**Record extracts:**

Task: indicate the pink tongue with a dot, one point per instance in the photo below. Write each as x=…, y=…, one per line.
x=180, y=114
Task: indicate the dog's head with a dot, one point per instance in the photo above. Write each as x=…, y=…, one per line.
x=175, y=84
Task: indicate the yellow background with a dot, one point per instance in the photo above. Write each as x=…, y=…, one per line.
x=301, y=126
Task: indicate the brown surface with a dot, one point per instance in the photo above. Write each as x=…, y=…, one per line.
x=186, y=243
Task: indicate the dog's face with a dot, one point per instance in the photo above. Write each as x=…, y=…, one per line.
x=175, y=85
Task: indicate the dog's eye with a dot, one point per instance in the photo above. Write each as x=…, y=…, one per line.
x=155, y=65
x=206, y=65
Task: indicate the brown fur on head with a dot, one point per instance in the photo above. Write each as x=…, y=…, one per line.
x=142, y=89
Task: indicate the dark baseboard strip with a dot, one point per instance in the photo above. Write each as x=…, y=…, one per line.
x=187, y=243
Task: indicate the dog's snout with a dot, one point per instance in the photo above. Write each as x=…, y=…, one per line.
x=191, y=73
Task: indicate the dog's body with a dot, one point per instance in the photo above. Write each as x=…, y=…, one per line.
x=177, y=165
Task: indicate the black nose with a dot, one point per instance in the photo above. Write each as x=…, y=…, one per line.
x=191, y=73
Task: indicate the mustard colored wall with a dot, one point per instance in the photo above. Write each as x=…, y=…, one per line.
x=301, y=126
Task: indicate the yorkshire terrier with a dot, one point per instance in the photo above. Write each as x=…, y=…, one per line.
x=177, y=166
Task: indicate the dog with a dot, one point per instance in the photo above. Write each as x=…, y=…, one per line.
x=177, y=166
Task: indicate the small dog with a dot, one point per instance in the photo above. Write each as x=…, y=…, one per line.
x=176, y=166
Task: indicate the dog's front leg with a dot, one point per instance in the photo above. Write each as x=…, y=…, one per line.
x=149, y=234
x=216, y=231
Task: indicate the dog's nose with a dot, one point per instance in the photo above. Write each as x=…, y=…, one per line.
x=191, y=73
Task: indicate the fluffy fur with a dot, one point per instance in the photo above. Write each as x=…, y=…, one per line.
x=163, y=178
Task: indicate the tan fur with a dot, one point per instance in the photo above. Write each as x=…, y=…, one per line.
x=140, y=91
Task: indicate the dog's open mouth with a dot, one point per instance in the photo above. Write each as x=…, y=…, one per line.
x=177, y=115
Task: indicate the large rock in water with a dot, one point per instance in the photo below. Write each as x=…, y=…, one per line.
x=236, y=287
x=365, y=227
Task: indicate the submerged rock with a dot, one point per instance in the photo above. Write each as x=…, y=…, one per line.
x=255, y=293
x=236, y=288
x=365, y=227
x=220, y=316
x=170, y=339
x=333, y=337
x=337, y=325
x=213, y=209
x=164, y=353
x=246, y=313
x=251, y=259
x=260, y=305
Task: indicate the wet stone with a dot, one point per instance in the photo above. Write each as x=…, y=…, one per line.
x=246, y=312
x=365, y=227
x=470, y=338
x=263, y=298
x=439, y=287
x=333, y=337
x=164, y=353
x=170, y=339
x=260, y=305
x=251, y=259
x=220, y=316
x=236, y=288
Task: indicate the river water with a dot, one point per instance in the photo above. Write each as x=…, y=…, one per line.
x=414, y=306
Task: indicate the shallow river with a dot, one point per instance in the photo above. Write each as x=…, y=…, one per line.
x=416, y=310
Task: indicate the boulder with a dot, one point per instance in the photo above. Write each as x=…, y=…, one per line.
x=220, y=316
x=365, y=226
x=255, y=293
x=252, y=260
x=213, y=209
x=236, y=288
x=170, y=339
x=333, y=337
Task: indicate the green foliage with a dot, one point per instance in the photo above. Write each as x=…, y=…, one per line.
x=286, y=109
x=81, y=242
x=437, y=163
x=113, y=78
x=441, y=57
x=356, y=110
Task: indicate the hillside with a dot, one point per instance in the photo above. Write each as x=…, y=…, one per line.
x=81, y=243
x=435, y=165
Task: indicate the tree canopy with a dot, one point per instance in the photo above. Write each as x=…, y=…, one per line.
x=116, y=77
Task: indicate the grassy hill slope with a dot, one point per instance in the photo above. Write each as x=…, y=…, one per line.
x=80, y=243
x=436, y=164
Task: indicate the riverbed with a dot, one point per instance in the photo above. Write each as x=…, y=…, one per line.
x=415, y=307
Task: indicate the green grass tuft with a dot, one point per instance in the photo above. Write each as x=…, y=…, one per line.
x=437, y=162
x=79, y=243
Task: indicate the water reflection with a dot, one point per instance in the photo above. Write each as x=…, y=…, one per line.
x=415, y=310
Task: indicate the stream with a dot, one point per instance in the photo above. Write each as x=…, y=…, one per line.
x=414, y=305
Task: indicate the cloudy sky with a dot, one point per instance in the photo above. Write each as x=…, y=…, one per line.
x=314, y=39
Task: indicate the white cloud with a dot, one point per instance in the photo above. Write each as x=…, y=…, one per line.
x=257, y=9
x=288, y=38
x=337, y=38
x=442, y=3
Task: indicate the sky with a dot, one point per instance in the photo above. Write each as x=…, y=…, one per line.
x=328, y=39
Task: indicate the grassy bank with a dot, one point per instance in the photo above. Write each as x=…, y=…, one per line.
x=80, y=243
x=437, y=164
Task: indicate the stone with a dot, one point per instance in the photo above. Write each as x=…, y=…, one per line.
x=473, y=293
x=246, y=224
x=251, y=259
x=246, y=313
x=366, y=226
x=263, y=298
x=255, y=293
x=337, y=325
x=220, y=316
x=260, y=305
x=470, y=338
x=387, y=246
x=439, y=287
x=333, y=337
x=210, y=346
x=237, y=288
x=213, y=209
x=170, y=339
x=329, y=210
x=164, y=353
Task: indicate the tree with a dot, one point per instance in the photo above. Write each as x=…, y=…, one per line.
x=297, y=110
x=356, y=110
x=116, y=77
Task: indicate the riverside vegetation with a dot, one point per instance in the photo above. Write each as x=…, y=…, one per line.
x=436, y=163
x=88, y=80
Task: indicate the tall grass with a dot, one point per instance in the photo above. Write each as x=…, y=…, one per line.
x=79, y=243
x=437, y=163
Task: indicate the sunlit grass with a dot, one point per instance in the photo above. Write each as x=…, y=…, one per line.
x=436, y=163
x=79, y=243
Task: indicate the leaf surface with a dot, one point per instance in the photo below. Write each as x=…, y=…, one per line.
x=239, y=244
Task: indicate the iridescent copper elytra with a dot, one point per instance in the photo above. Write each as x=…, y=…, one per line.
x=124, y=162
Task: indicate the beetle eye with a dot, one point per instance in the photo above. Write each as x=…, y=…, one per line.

**Requirement:** Copy the stretch of rows from the line containing "Task: indicate the dark" through the line containing "x=177, y=165", swapping "snout" for "muzzle" and leaving everything else as it is.

**Response:**
Task: indicate the dark baseboard strip with a dot, one point per instance in the photo above. Write each as x=…, y=…, one per line.
x=187, y=243
Task: indicate the dog's muzzle with a dot, one point per instance in the photo above. Write each as x=…, y=…, one per line.
x=191, y=73
Task: indicate the dog's body with a dot, one point per instance in the photo above. Write each as x=…, y=…, one per line.
x=177, y=165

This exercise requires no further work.